In the listing that follows, locate the line containing "Task: point out the grass field" and the line containing "Task: point out the guardrail". Retype exactly those two lines and every line between them, and nothing more.

*** Input data

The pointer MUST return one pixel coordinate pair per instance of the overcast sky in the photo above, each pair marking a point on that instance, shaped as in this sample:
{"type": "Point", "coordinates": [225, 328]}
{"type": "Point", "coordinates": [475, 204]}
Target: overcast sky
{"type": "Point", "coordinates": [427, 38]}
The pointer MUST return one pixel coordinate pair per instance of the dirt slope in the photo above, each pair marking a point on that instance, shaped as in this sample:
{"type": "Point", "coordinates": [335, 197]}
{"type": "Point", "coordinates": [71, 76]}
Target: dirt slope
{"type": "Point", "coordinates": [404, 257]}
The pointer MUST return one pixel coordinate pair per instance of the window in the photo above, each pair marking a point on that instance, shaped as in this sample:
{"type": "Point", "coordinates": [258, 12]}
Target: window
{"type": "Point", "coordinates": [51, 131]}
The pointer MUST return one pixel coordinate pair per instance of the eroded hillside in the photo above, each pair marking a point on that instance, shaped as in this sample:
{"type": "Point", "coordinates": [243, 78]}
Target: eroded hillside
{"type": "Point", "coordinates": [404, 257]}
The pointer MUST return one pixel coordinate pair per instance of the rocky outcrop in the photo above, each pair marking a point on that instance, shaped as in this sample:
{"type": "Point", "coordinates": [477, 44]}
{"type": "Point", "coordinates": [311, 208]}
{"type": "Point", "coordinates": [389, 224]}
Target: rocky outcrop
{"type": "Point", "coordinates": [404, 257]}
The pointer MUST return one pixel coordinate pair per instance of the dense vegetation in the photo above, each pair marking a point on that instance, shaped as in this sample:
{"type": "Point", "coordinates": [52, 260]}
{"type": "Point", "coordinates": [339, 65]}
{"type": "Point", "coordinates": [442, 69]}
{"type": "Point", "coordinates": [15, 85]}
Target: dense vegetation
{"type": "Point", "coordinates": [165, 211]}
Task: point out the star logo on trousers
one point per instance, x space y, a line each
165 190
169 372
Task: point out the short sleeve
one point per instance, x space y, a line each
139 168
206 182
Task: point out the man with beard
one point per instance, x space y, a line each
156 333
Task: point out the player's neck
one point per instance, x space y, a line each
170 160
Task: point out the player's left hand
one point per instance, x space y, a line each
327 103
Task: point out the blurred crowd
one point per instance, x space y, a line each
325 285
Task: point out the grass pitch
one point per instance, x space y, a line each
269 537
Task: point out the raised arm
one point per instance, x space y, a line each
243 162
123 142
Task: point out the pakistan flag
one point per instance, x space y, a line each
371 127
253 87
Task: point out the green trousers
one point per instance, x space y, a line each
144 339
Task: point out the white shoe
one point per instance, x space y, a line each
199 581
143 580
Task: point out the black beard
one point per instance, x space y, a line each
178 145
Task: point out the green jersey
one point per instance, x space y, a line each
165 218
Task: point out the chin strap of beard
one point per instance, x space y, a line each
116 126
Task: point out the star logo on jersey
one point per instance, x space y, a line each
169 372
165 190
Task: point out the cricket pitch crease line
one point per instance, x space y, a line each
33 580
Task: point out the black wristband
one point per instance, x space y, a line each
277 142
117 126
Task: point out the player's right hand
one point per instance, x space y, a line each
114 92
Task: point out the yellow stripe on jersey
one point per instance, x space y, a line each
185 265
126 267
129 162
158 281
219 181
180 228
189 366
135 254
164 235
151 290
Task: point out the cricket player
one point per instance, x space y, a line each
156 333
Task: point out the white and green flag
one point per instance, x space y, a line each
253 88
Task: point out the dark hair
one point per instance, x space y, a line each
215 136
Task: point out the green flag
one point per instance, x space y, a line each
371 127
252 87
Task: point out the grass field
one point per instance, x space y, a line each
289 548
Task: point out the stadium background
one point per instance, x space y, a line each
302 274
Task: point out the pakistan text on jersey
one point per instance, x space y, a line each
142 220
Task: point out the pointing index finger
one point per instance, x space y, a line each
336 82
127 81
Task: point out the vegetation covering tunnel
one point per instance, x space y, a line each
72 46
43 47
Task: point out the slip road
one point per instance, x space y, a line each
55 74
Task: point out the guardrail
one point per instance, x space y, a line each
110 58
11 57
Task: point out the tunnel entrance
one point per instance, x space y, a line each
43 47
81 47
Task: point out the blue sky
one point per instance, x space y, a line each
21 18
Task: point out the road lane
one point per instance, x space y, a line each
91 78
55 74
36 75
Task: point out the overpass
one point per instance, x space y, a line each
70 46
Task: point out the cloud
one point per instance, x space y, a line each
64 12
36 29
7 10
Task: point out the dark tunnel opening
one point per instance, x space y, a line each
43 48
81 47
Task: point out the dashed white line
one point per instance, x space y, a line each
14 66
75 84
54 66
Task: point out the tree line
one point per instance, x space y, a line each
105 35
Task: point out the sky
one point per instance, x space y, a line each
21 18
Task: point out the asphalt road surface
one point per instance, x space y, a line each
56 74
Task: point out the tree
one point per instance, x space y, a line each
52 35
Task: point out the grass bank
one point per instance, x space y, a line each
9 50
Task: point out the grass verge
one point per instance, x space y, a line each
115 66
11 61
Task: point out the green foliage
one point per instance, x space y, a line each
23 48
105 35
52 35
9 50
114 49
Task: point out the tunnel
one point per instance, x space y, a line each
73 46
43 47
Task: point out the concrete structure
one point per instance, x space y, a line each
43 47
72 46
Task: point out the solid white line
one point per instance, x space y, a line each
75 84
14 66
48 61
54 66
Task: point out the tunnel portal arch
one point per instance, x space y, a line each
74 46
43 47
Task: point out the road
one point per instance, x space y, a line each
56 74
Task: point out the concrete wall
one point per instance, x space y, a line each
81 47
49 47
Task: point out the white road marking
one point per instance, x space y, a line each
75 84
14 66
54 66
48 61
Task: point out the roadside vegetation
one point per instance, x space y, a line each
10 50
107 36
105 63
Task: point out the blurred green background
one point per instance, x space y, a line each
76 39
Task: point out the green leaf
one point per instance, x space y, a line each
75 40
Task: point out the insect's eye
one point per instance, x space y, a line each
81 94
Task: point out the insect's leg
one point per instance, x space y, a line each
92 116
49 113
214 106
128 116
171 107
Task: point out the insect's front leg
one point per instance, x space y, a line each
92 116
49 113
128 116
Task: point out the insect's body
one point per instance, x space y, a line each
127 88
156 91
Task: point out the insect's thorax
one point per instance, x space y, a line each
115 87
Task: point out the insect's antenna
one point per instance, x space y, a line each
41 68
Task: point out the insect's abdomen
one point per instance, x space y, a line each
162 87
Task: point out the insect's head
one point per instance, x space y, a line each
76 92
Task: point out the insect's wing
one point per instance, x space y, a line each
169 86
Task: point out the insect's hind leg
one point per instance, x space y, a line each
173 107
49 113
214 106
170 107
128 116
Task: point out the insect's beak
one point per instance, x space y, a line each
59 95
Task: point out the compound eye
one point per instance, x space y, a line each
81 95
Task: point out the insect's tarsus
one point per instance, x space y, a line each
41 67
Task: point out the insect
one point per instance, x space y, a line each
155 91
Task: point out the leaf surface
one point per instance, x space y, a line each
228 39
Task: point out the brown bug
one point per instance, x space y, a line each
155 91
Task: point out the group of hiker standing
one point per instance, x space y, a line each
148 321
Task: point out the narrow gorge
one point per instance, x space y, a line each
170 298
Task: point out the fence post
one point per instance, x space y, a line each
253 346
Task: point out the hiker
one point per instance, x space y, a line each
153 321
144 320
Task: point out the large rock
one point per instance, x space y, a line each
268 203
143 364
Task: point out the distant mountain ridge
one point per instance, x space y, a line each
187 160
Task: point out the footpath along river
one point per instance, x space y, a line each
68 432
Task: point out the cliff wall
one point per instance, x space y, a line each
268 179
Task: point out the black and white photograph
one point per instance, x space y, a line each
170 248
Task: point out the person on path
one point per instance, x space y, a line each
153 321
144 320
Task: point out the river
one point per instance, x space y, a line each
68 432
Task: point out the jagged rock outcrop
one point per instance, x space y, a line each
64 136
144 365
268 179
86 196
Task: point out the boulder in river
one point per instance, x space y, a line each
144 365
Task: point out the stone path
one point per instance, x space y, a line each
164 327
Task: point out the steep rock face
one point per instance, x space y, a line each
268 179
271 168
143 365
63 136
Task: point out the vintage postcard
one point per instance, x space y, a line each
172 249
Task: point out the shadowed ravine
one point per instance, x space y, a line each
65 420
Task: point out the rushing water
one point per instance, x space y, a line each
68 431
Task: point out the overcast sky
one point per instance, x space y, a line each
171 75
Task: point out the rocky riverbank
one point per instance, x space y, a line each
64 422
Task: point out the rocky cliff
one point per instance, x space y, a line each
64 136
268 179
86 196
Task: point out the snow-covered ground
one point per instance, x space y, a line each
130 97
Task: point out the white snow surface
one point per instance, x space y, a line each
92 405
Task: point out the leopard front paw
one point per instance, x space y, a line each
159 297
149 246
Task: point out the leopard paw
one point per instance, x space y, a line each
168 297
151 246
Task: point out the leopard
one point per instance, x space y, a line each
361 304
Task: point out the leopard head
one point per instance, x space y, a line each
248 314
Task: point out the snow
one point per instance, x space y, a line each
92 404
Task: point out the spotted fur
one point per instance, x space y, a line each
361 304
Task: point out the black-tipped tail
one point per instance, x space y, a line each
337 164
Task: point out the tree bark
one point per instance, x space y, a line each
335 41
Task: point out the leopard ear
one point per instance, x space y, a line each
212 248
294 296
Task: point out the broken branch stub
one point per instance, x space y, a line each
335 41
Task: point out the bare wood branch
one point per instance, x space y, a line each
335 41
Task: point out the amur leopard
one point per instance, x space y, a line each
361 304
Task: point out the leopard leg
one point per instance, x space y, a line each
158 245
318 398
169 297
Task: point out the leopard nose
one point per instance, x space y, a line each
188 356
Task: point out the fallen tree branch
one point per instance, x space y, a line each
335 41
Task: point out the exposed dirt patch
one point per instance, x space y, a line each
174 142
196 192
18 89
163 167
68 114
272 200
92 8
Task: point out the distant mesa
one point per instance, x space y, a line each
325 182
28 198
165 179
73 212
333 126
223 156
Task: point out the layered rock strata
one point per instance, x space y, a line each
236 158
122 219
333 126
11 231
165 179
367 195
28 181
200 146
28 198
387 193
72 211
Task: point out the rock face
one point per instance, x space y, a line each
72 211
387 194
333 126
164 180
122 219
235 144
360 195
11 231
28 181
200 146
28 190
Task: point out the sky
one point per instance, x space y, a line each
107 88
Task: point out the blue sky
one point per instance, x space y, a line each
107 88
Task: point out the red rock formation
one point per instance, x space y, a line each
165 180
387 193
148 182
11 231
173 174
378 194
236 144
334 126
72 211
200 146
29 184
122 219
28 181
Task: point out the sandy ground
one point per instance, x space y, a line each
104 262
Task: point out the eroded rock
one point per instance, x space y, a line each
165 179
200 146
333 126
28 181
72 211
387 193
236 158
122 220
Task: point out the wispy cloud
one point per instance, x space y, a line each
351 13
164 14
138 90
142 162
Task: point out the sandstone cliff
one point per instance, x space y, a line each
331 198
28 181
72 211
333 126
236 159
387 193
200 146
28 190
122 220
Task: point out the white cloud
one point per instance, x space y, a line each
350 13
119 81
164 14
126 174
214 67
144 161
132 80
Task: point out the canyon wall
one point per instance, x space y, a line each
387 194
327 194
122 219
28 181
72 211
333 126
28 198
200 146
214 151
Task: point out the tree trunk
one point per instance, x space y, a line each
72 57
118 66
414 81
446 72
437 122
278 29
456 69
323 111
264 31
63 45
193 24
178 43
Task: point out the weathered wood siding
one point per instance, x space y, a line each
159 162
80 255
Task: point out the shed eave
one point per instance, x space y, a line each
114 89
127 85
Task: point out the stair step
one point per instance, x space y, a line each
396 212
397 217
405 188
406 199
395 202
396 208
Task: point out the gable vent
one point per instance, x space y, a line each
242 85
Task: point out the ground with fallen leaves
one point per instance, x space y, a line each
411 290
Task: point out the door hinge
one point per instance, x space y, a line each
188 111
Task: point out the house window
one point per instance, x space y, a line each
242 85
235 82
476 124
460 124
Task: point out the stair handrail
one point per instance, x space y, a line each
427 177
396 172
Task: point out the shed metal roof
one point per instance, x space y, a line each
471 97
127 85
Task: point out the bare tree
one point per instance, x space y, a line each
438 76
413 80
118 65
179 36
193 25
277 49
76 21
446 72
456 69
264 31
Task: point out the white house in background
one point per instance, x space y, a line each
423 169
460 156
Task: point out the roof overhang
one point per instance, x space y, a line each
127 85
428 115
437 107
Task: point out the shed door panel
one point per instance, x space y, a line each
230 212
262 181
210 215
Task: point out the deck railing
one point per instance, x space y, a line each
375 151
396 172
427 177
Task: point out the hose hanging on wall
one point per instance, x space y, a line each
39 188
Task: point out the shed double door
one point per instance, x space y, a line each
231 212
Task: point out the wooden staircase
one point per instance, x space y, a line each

******

Result:
Task: point out the grass field
one point per instance, x space y, a line each
289 548
Task: point out the stadium background
one point per instance, x space y, a line each
302 274
Task: point out the pakistan text on jersey
one point per instance, x space y, a line each
142 220
Task: point out the pointing index finger
one point per instance, x space y, a line each
336 82
127 81
Task: point out the vegetation covering tunnel
one point per instance, x space y, a line each
72 46
43 47
Task: point out the slip road
one point per instance, x space y, a line each
55 74
Task: point out the guardrail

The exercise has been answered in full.